● What is needed: Continue the article about U.S. localities resisting solar and wind projects, starting after its last sentence.

● Supplied passage:
******************************

‘Vacant Land Myth’: Hundreds Of US Localities Are Resisting The Spread Of Green Energy
- U.S. cities and states have risen up against the spread of solar panels and wind turbines.
- One expert says at least 225 government entities across the U.S. have put up barriers to renewable energy development.
- Those supporting renewables rely on the “vacant-land myth” to push their green agenda, the expert said.
From New York to California, localities have taken action to stymie solar and wind energy projects to preserve their way of life, according to Manhattan Institute senior fellow Robert Bryce.
“All-renewable scenarios rely on the vacant-land myth, the faulty notion that there’s endless amounts of unused, uncared-for land out there in flyover country that’s ready and waiting to be covered with forests of renewable-energy stuff,” Bryce told Senate lawmakers in a hearing Thursday.
“The truth is quite different,” Bryce said in prepared testimony for the Committee on Energy and Natural Resources.
“Rural communities, even entire states, are resisting or rejecting wind, solar, and high-voltage transmission projects and that opposition is already slowing deployment of new renewable capacity in the U.S., Canada, and Europe,” Bryce said.
Bryce chastised the “scant” media coverage of the growing resistance to renewable energy projects, which is especially important given Democrats push for sweeping plans, like the Green New Deal, to significantly ramp up renewable energy use. (RELATED: Ocasio-Cortez Says Climate Change Is ‘Fueling’ The Immigration Crisis)

******************************

● Extracted information:
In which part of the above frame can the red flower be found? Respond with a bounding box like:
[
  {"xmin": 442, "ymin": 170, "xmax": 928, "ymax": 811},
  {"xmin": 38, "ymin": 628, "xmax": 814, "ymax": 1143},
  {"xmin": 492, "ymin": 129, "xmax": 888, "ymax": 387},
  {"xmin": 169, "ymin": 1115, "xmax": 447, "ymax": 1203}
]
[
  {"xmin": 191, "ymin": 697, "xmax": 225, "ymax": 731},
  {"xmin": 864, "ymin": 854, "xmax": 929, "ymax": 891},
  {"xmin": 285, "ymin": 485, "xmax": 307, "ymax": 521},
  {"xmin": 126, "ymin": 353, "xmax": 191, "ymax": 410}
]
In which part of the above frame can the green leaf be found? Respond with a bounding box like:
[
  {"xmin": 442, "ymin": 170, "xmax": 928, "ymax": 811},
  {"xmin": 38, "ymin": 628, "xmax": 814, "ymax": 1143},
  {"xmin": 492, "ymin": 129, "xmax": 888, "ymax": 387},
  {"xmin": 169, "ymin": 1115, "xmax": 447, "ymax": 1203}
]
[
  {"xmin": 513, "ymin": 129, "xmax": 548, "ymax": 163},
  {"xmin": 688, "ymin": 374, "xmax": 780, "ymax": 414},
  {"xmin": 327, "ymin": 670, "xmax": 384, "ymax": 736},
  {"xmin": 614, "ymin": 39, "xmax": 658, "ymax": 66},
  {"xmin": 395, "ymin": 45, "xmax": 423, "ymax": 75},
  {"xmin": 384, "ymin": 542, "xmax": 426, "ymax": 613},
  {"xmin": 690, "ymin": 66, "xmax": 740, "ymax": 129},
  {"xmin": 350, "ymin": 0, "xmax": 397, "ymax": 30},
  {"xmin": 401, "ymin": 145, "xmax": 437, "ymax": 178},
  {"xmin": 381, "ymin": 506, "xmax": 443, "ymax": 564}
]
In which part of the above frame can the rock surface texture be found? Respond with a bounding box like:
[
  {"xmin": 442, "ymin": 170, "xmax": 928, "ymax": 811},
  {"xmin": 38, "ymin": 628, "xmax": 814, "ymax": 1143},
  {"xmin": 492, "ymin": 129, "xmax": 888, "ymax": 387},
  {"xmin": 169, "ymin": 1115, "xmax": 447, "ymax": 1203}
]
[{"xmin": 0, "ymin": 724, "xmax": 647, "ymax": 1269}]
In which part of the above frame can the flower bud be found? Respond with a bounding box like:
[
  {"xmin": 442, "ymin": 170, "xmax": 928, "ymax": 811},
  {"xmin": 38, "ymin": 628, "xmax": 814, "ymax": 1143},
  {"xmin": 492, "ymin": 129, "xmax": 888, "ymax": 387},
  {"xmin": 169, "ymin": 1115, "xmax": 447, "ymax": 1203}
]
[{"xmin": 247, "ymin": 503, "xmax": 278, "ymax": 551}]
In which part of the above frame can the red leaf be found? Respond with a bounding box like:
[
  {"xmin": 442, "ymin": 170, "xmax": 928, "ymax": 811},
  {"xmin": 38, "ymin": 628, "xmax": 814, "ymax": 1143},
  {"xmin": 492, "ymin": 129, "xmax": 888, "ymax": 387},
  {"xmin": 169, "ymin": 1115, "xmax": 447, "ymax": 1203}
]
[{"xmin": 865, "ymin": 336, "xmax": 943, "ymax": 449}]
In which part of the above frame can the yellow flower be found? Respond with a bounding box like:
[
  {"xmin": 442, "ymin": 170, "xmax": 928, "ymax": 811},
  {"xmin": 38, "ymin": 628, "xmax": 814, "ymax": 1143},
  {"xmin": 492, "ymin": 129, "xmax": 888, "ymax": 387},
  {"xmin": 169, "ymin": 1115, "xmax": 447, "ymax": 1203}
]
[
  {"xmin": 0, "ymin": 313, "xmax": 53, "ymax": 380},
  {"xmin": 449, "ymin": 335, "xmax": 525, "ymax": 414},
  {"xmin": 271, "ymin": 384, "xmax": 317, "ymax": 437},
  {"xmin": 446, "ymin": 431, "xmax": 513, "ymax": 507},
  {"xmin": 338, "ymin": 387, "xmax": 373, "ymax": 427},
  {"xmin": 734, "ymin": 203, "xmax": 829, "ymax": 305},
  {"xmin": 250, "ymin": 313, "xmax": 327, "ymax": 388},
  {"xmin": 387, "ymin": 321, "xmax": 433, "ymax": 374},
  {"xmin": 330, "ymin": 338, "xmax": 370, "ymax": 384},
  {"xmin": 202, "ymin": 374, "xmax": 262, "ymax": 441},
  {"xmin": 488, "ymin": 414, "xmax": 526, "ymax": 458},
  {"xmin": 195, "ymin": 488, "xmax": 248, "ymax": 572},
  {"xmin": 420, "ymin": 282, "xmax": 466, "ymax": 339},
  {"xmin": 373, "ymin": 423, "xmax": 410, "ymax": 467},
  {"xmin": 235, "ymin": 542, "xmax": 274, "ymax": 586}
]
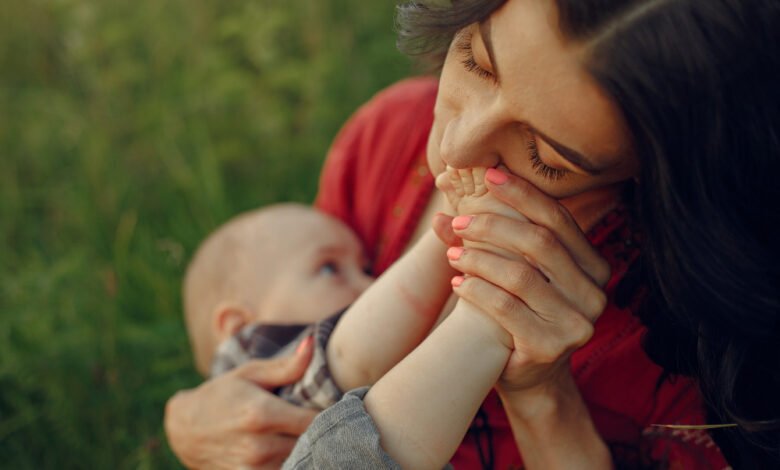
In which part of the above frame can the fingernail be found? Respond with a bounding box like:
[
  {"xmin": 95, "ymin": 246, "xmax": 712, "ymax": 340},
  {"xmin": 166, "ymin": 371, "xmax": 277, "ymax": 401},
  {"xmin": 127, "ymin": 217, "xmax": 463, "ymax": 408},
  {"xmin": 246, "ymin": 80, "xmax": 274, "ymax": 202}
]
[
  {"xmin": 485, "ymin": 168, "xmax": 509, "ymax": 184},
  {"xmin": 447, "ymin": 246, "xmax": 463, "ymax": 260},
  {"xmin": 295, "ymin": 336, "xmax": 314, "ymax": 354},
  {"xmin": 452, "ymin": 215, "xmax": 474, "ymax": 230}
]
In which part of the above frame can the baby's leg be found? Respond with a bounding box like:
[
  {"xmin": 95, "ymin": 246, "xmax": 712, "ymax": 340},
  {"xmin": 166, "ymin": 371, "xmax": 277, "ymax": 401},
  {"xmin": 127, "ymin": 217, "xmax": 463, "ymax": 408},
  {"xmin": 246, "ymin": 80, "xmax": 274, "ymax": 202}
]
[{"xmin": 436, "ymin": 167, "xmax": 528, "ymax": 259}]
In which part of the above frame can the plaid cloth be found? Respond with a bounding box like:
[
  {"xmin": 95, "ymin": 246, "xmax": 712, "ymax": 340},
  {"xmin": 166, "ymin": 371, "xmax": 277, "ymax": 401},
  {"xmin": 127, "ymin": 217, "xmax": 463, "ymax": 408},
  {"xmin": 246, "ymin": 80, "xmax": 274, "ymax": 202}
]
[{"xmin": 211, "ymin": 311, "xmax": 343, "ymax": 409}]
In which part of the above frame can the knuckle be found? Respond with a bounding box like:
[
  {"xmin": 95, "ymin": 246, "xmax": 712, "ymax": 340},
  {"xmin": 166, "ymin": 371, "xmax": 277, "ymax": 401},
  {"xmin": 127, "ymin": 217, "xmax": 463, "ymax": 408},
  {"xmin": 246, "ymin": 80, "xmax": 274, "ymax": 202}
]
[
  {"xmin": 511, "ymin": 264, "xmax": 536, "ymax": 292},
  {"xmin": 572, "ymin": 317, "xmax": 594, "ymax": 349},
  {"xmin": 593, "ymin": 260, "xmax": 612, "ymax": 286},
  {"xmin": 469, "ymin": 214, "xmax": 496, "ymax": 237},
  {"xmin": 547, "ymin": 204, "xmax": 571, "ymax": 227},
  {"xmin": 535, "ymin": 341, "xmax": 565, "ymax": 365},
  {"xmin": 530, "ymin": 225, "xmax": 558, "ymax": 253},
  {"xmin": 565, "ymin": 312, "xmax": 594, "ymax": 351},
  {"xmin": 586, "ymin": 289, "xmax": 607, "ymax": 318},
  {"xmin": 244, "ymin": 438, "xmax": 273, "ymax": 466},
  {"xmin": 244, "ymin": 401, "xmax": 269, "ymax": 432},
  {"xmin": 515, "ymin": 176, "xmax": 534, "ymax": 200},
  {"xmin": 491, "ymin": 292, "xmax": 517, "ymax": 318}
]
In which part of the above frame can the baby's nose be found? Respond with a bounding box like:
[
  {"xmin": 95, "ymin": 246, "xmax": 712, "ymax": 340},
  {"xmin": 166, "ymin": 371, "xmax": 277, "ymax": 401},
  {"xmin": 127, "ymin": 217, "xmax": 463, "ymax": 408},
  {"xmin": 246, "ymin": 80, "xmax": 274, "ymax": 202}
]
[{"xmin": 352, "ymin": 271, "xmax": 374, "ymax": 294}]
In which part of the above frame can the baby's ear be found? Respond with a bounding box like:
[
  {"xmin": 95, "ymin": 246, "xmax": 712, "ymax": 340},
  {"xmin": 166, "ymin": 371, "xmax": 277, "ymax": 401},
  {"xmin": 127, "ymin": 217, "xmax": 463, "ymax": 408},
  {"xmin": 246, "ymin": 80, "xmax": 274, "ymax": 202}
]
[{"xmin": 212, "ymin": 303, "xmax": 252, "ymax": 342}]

******************************

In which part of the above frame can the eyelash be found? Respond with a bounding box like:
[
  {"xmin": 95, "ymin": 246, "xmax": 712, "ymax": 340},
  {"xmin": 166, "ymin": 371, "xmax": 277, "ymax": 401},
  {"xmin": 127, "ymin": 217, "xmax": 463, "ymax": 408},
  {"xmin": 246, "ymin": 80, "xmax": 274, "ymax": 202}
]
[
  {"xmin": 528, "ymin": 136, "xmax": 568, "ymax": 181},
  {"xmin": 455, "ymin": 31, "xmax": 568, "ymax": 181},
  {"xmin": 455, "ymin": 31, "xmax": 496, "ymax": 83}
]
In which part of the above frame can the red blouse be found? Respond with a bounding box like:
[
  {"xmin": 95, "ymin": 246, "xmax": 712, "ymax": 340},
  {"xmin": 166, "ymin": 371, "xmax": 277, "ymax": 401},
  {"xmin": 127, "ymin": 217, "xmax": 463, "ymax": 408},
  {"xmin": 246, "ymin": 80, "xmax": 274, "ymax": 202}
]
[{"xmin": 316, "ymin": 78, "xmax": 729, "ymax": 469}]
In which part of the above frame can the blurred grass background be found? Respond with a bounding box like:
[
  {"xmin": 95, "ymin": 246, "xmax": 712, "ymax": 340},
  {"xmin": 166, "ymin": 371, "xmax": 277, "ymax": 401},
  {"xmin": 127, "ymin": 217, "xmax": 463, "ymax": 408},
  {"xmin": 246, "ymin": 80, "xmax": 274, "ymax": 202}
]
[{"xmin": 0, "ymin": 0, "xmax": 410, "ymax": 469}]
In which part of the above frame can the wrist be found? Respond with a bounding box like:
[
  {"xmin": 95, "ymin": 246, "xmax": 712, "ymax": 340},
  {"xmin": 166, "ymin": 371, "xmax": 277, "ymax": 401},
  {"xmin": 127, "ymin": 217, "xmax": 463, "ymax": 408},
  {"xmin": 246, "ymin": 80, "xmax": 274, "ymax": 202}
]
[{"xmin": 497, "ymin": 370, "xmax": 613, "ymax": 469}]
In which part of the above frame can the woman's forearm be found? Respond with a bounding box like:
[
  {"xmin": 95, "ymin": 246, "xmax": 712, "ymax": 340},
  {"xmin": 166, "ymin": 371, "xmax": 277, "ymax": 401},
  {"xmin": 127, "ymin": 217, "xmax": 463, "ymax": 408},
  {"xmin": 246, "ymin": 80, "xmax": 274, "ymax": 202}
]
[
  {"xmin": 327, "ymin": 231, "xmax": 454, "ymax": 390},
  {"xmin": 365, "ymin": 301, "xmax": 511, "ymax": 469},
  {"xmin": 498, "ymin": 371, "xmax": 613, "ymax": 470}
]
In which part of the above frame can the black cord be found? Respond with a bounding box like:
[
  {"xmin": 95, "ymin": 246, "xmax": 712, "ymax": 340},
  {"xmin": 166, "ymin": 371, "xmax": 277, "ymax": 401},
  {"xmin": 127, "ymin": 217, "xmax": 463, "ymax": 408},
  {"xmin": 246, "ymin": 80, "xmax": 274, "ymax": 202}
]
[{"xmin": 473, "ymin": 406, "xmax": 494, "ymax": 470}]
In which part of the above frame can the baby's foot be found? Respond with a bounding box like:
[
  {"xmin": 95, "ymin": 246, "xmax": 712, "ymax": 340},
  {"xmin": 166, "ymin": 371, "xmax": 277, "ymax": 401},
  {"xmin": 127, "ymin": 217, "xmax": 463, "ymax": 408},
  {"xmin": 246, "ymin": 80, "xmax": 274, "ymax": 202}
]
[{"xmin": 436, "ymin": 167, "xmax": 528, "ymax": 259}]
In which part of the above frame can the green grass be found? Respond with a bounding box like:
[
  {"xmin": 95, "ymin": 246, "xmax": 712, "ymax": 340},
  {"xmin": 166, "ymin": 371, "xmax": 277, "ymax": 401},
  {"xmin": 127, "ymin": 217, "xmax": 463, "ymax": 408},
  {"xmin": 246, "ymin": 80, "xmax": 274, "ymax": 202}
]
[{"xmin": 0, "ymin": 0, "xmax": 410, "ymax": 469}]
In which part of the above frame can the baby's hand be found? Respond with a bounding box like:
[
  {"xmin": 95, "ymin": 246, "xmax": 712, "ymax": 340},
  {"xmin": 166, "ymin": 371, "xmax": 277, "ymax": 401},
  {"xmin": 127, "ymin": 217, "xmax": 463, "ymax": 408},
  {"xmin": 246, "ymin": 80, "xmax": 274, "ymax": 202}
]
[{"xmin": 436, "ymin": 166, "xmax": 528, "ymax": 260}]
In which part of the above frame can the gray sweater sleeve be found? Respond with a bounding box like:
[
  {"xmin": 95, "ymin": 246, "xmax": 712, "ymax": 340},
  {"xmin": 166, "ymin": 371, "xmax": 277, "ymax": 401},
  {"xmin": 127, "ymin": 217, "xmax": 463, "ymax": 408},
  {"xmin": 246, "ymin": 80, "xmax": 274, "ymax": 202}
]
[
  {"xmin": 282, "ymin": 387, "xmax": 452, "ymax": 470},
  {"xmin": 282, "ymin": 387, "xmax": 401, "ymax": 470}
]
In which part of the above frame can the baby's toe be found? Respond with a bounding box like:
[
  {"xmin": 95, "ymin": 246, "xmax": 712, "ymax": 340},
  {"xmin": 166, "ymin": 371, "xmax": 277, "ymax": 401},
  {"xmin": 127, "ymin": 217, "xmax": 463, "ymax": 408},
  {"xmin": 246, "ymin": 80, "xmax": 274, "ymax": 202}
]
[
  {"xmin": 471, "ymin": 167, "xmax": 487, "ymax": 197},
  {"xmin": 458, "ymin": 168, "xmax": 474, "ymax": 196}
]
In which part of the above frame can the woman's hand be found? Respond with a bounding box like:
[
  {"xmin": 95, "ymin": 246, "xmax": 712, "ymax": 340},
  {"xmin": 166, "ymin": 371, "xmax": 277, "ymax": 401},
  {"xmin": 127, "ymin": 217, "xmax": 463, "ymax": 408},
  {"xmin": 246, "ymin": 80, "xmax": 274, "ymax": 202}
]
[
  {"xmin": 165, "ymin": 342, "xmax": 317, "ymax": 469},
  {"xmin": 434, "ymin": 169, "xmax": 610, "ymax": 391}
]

******************************

● Response:
“By contrast, national media coverage of the growing backlash against deployment of large-scale renewable-energy projects has been scant,” Bryce said. “That lack of media coverage is particularly true when it comes to controversies about wind-energy deployment.”
It’s not just wind energy development, Bryce said, but opposition to renewables in general that the media has glossed over in recent years. But that opposition complicates sweeping plans, like the Green New Deal, to power the U.S. on renewables.
“Since 2015, I have been tracking rural opposition to wind energy projects,” Bryce said. “By my count, some 225 government entities from New York to California have moved to restrict or reject wind projects.”
“You won’t read about it in the New York Times, but the towns of Yates and Somerset as well as three upstate New York counties – Erie, Orleans, and Niagara – have spent the past three years fighting the proposed 200-megawatt Lighthouse Wind project, which aims to put dozens of wind turbines near the shores of Lake Ontario,” Bryce added.
That sort of opposition could spell trouble for state and federal planners looking to put wind turbines off the East Coast. New York, for example, has a goal of getting 9 gigawatts of offshore wind power in eleven years. (RELATED: Trump’s Latest Executive Order Could Derail A Favorite Tactic Of Climate Activists)
Across the country, Los Angeles County banned large wind turbines in unincorporated areas in 2015, and one county supervisor called wind farms a “visual blight.” San Bernardino slapped strict limits on large wind turbine developments early this year.
The Oklahoma town of Hinton banned wind turbines to avoid becoming an “industrial wind complex,” the town’s mayor told Bryce.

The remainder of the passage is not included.